:: Work to complete ::
Would you quote every entry exactly, dropping only the pictures?

Location identification items
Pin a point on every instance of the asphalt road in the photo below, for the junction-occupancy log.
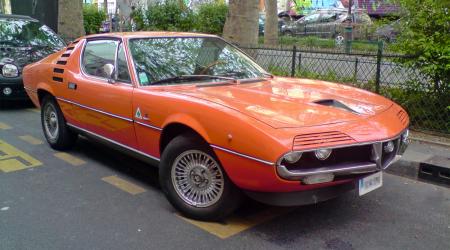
(50, 200)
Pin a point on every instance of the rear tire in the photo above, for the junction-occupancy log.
(194, 182)
(54, 126)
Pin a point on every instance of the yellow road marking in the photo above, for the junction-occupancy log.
(35, 110)
(236, 224)
(123, 185)
(13, 159)
(4, 126)
(31, 140)
(70, 159)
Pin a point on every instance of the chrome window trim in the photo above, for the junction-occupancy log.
(114, 142)
(94, 109)
(187, 36)
(242, 155)
(81, 65)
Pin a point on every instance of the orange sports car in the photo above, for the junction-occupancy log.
(216, 124)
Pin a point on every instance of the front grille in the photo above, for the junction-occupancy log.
(339, 156)
(314, 140)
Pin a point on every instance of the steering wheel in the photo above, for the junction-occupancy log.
(205, 69)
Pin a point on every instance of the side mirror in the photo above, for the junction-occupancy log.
(108, 69)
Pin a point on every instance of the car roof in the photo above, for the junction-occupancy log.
(18, 17)
(141, 34)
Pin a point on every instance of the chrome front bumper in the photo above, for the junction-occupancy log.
(377, 163)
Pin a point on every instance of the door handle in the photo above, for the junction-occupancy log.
(72, 85)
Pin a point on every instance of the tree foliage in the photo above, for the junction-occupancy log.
(426, 36)
(211, 17)
(169, 15)
(93, 18)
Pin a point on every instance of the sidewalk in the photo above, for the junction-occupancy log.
(425, 159)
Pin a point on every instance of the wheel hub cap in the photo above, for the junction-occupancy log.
(51, 122)
(197, 178)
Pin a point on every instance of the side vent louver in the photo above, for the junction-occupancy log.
(314, 140)
(402, 116)
(57, 79)
(58, 70)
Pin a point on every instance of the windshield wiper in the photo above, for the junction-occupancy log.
(190, 78)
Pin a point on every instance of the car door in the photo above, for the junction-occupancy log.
(102, 103)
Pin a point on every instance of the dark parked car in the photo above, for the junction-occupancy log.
(327, 23)
(23, 40)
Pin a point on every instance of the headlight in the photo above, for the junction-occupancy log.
(405, 137)
(389, 147)
(10, 70)
(292, 157)
(322, 154)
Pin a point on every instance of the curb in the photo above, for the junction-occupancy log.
(421, 171)
(442, 144)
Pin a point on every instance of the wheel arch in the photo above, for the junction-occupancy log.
(42, 91)
(176, 128)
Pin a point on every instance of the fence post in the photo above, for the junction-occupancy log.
(299, 61)
(294, 56)
(378, 73)
(355, 75)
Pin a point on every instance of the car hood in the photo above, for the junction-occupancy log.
(22, 56)
(288, 102)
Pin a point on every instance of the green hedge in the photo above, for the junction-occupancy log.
(172, 15)
(92, 18)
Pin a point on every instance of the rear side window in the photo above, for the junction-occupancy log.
(97, 54)
(123, 74)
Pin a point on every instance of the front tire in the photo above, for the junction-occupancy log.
(194, 181)
(56, 132)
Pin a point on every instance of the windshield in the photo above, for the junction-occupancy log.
(28, 33)
(158, 59)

:: Written reply ::
Pin a point on every instance of the asphalt road in the photo below, for the junction-occupancy log.
(50, 200)
Pin a point on every instance of the rear tire in the photo above, for the junction-occupancy log.
(194, 182)
(54, 126)
Pin a point on every instance of the yellow road marking in the photo above, for the junction-occupancy log.
(35, 110)
(236, 224)
(123, 185)
(13, 159)
(4, 126)
(31, 140)
(70, 159)
Pin a point on every instance of the chrome window trim in the photo above, for the junction-occupancy log.
(114, 142)
(94, 109)
(187, 36)
(242, 155)
(81, 65)
Pin a point on every instance of the orange sports car in the photo above, for the junction-occupancy log.
(216, 124)
Pin a point on every instance of the front grille in the photo above, for the junction-occupancy log.
(339, 156)
(314, 140)
Pin a point on every instance of the steering wheel in the photo above, for the junction-occupancy log.
(205, 69)
Pin a point on every instance of the side mirror in the photo above, for the junction-occupancy log.
(108, 69)
Pin a point on every instance of the car roof in the photo above, for the junction-occupancy log.
(18, 17)
(141, 34)
Pin a point on every instance of the chrome front bumper in the photo above, for the junction-occupancy log.
(377, 163)
Pin a point on every instance of the door handle in the photo above, for the junction-occupancy log.
(72, 85)
Pin a point on every instance of the tree foliage in the photo above, for the junction-occupancy log.
(426, 36)
(211, 17)
(169, 15)
(93, 18)
Pin a point on every instance of the sidewalk in the photo above, for the junction-occupancy log.
(425, 159)
Pin a point on every instance of the wheel hub cap in the photo above, for the junction-occupancy log.
(51, 122)
(197, 178)
Pin a point on every instance of the side vent louver in the photo above, for the junction-occupancy log.
(314, 140)
(402, 116)
(57, 79)
(58, 70)
Pin a point on every instance of the windshield wiper in the photo above, for the junction-occupancy log.
(190, 78)
Pin a point on every instance of the car door in the photo above, for the junction-occupancy log.
(102, 103)
Pin a point on every instance of the dark parked car in the photo above, for the junction-occupancy log.
(327, 23)
(23, 40)
Pin a point on every instance of the headlight in the photo above, for the junction-occupancy log.
(405, 137)
(389, 147)
(10, 70)
(292, 157)
(322, 154)
Pin a point on every instance of the curb in the photo above, for the junction-occupancy log.
(421, 171)
(442, 144)
Pin a point on every instance of the wheel arch in the photo above, for the junction-occupancy log.
(42, 91)
(176, 128)
Pin a point on every instance of the fence post in the photo above, for the junction-occupancy log.
(299, 61)
(294, 56)
(378, 73)
(355, 75)
Pin a point on every instance of the car hood in the photo above, for the junction-occupancy log.
(22, 56)
(288, 102)
Pin a point on every instance of the green hedge in the photo above, for the junction-occupancy log.
(172, 15)
(92, 18)
Pin a point on every instance of the rear side window in the photo above, for the junction-occupancy log.
(97, 54)
(123, 74)
Pin a point on every instance of the front tire in the photo above, for the junction-occupancy log.
(194, 181)
(56, 132)
Pin a point on every instance of the windshield in the photo above, for the junction-occupancy log.
(28, 33)
(158, 59)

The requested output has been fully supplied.